▶ _Задание A_
Согласуются ли с текстом утверждения (i), (ii) и (iii)? На каждое ответьте «да» или «нет» и приведите точную цитату из текста, которая это решает.
(i) Мартин Макдона написал семь пьес, пока брат отсутствовал девять месяцев.
(ii) Братья Макдона родились в Ирландии.
(iii) Макдона работал над текстами каждый день с 9 утра до 5 вечера.
▶ _Задание B_
Выпишите из текста отрывок, начиная с фрагмента, где стоят слова «Тогда Джон прыгнул», и заканчивая словами «он еще не успел облажаться.».

▶ _Текст_
-------------------------

Нежность и стыд в луже крови: как Мартин Макдона сделал насилие оружием гуманизма

Сценарист, режиссер и продюсер Мартин Макдона известен многим благодаря почти культовым фильмам «Залечь на дно в Брюгге», «Семь психопатов» и недавно отхватившему пачку «Оскаров» «Три билборда на границе Эббинга, Миссури». Но изначально он стал популярен как драматург, перекроивший традиции британской сцены, и, пожалуй, первый после Чехова автор, вернувший в театр внятный сюжет. В пермском театре «У Моста» проходит уже III Театральный фестиваль Макдоны — а мы разбираемся, как кровавые пьесы сделали этого драматурга радикальным гуманистом британского театра.

Действие первое

Действующие лица: Мартин Макдона, последний гуманист негалантного века, притворяющийся садистом, за 40

Место действия: потрепанная меблирашка на окраине Лондона, снятая на пособие по безработице

В молодости буколические просторы Ирландии нравились Мартину Макдоне так сильно, что хоть глаз выколи; а мягкие ужасы католического воспитания так измордовали разум, что захотелось стать атеистом. Тогда ни ему, ни его старшему брату Джону не очень хотелось возвращаться на родину (они родились в семье коренных ирландцев в Англии), поэтому в 90-х они бросили школу и стали жить в небольшой квартирке в Лондоне на скудные гроши пособия для безработных.

Братья Макдона не хотели заниматься классическим ирландским ремеслом вроде выгонки картофельного самогона или выращивания свиней, поэтому вариантов оставалось не так уж много: писательство или сценарное мастерство.

Тогда Джон прыгнул на голову выше брата, выиграл обучение на киносценариста в Лос-Анджелесе и скоропостижно перелетел океан. Квартира оказалась полностью свободна: у Мартина появилось место, чтобы разогнаться для написания целых семи пьес — все были написаны за всего-то девятимесячное отсутствие брата.

Макдона говорит, что обратился к драматургии, потому что киносценарии ему не удавались, и театр на тот момент был единственным видом искусства, в котором он еще не успел облажаться.

Ежедневно с 9 утра до 5 вечера он боролся с белизной бумажного листа (лучшие вещи он мог написать всего за неделю), после смотрел «мясные» фильмы Тарантино и Скорсезе, а себя называл «безработным по уважительной причине».

Кроме того, он признавался, что театр — худшее из искусств, почему-то его это привлекло. Будучи молодым и дурным, он решил написать провокационную пьесу, высмеивающую Ирландскую республиканскую армию, из-за которой театр в прямом смысле слова подорвался бы, а его самого застрелили бы. Макдона не разделял взгляды ИРА на правомерность террористических методов и их реакционную вспыльчивость, а затянувшееся двухсотлетнее сопротивление, считающееся ирландцами «духовной скрепой» — считал рудиментом Средневековья.

Он написал для театра причудливую историю о бойце ИРА, который сеял смерть и разрушение только в качестве мести за гибель любимого котика.

-------------------------

▶ _Исходные данные_
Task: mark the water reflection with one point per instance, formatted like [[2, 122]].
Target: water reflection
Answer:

-------------------------

▶ _Полный ответ A_
(i) Да: «все были написаны за всего-то девятимесячное отсутствие брата».
(ii) Нет: «они родились в семье коренных ирландцев в Англии».
(iii) Да: «Ежедневно с 9 утра до 5 вечера он боролся с белизной бумажного листа».

▶ _Полный ответ B_
Тогда Джон прыгнул на голову выше брата, выиграл обучение на киносценариста в Лос-Анджелесе и скоропостижно перелетел океан. Квартира оказалась полностью свободна: у Мартина появилось место, чтобы разогнаться для написания целых семи пьес — все были написаны за всего-то девятимесячное отсутствие брата.

Макдона говорит, что обратился к драматургии, потому что киносценарии ему не удавались, и театр на тот момент был единственным видом искусства, в котором он еще не успел облажаться.